Coordinate annotation records
--- START ---

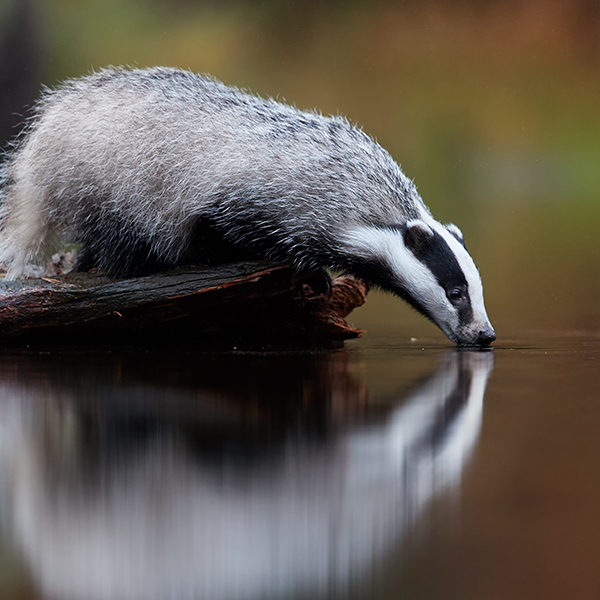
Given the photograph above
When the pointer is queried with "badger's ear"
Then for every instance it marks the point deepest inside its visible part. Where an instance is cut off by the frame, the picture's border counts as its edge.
(417, 236)
(452, 229)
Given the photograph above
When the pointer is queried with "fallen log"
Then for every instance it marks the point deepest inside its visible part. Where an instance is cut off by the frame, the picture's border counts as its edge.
(242, 304)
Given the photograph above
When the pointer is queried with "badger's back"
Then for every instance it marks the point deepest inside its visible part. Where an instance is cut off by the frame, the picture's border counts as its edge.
(149, 167)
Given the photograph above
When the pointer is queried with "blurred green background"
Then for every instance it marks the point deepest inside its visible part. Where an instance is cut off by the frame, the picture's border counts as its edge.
(492, 107)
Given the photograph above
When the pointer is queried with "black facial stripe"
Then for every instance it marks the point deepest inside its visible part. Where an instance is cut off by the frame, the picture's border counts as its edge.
(437, 256)
(458, 238)
(378, 272)
(441, 261)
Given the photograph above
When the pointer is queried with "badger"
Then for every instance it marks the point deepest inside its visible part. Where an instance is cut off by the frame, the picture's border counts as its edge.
(148, 169)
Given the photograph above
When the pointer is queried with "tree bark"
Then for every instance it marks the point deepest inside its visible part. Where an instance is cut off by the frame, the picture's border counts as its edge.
(242, 304)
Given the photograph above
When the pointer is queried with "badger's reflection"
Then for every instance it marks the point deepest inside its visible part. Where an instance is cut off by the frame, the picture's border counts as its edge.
(214, 488)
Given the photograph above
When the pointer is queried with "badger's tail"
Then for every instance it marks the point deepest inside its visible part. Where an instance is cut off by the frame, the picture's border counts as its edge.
(25, 230)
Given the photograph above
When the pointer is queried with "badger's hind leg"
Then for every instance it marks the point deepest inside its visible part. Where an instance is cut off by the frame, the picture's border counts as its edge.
(26, 232)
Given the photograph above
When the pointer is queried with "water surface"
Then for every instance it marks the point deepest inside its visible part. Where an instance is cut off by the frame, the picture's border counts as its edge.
(380, 470)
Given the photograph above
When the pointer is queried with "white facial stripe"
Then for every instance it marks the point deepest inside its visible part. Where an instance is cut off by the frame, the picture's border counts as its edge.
(472, 276)
(416, 278)
(411, 273)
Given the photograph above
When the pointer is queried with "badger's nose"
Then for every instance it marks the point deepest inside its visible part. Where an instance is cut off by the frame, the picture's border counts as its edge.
(486, 337)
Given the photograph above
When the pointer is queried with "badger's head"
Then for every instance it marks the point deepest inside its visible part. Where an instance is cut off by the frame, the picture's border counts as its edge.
(427, 264)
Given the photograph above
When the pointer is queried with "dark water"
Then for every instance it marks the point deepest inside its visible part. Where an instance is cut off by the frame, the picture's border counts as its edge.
(385, 469)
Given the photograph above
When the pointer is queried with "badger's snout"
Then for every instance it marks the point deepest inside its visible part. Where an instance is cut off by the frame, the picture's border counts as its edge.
(486, 337)
(481, 338)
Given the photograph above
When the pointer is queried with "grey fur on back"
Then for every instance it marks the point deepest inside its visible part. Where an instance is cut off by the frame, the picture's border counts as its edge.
(152, 162)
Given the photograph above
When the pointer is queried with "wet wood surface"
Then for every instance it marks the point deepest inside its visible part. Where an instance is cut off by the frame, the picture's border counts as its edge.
(239, 304)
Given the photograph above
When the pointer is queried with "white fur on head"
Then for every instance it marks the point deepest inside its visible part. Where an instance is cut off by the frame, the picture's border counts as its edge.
(411, 278)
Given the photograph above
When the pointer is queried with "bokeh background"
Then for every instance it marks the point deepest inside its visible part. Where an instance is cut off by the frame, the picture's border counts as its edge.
(491, 106)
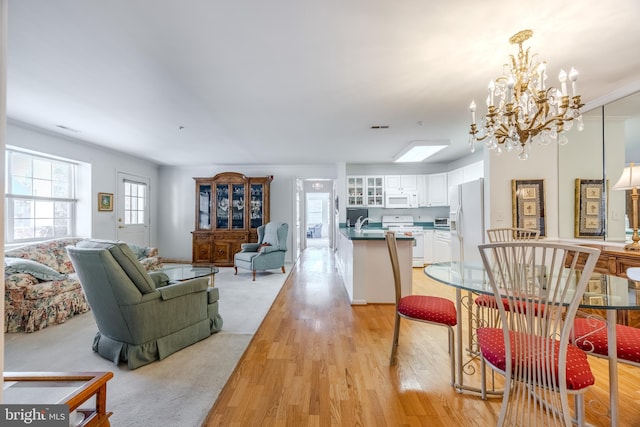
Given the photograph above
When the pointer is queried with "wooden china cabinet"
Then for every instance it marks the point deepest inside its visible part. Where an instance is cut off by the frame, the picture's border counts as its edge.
(229, 209)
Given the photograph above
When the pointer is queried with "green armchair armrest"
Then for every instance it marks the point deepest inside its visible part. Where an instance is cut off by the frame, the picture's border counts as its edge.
(175, 290)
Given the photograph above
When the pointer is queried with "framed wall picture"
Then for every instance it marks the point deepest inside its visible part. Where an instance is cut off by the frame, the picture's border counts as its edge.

--- END ---

▶ _What the task requires_: Repeat each entry exactly. Pictures do not belong in the copy.

▶ _Solution to the problem_:
Given the photograph above
When the pointer is queried with "badger's ear"
Then for every instance it marks the point deepest inside its visible part. Where an instance is cut off by the frame, the picture's border counts as its edge.
(417, 236)
(452, 229)
Given the photograph above
When the pointer is queried with "fallen log"
Then for every instance it marks the point deepest inside its visible part. Where an instance is cut off by the frame, the picture's border counts as its edge.
(242, 304)
Given the photograph above
When the pointer is queried with "badger's back"
Then for every instance it marks the point deepest inside its visible part. Where an instance is cut off by the frame, the picture's border counts as its edge.
(149, 167)
Given the photograph above
When the pointer is queried with "blurred green background"
Then for every instance it marks the point deepest inside its visible part. Where an instance is cut off by the frame, the picture's border counts as its edge.
(492, 107)
Given the photograph above
When the pointer is queried with "black facial stripe"
Then for every instance it marks the point deepest inside its visible part. Where an instance is cut off by the frame, the picture's border counts as its edge.
(437, 256)
(458, 238)
(378, 272)
(441, 261)
Given the photograph above
When the pointer is queried with "badger"
Then for every instance it marks the point deepest inside its visible part. Where an instance is cut off by the frame, the picture's border counts as its edge.
(148, 169)
Given the photograph above
When the pointer is queried with "tree bark"
Then for every instance it marks the point deepest inside its visible part. Where an instance is cut off by the frame, the picture's border counts as its edge.
(242, 304)
Given the photograph above
When the pointer is queried with "badger's reflection"
Then for every instance it marks the point deepest inside its visible part. Where an instance is cut off by the frame, the picture's border counts as its edge.
(214, 488)
Given the photograph above
When the pointer is queried with "badger's tail"
Then for every instance it marks the point deepest inside its visible part. Where an instance is cut off by the frame, the picture's border counts as its edge.
(25, 230)
Given the photograph above
When the pointer is queried with "badger's hind leg"
Then for every instance it marks the point deepest inside its visible part. Where an instance is cut off by the frame, the picture's border counts as its edge.
(26, 232)
Given the photograph above
When the pointer is queried with "water surface"
Then for every instance it marks the point deepest inside its visible part. Where an instance is cut off by the frame, the picture's border counts as its edge.
(380, 470)
Given the photograph above
When the pointer is queried with "white facial stripe"
Then for every instance it marks the point deepest inside its visible part. Where an instance is cut off by the frame, the picture's border counts as its edge.
(472, 276)
(416, 278)
(411, 273)
Given the photograph above
When the pointer is queried with "badger's nose"
Then for every instance it marks the point deepest inside its visible part. Where an instance is cut off by the frame, the picture's border counts as its edge.
(486, 337)
Given the photograph above
When the pointer is queried with "badger's head"
Then for every instance it marks the point deepest inside its visible part. Where an instance is cut off by the frame, the picture's border counts as its edge.
(427, 264)
Given the photograph above
When the pointer is queried with "dark water"
Then for every instance it marks the point deepest inside its visible part. Where an instance is cut off by the frame, the picture's border counts as its edge.
(385, 469)
Given the photograph above
When the pointer is queried with "badger's snout"
Then for every instance it marks the point deepest inside its visible part. Where an instance is cut off by the frame, the picture's border counts as its edge.
(486, 337)
(481, 338)
Given the photograph above
When the pointer is queried with "grey fur on back"
Then for every instance it marks the point deepest inside its visible part. Where an instance is cut off by the frame, the picture's border counts as its edge.
(152, 162)
Given the photograph above
When the pointer is queried with "wet wood surface"
Then for every instance it marks the point deepest inside its visible part. Where an instance is cut off by the frame, the picture's border counts as its edge.
(239, 304)
Given the photograph above
When the pointer is queried with "white fur on head"
Then for every instance it marks the point deepest inside its visible part. Where an instance is cut off by the frame, the picture's border counts as its edge.
(411, 278)
Given the photograph above
When the pointer is queried with "bokeh background"
Then for every instance it marks the point deepest inside its visible part. Where an instance is cut off by the frame, the picture's border counts as its edge.
(491, 106)
Given the photograph above
When the pointer is queried with "wooden china cabinet"
Then for every instance it marks the point deepest inside its visible part. Where an instance is cut off by the frame, the picture's border counts as its edge.
(229, 209)
Given the photograph above
When the pointer is queried with "green armchair armrest"
Then for every instance it marks the point deepest inside its visible part. Where an instance is cut off by the frame, the picture's border counts as its edge.
(175, 290)
Given the photograph above
When the pointer is queried with "framed wall picture"
Then for every instance it marks the point deepest inside its visible part. Where an instance is cut off by the frame, the picture's border counts as its edge.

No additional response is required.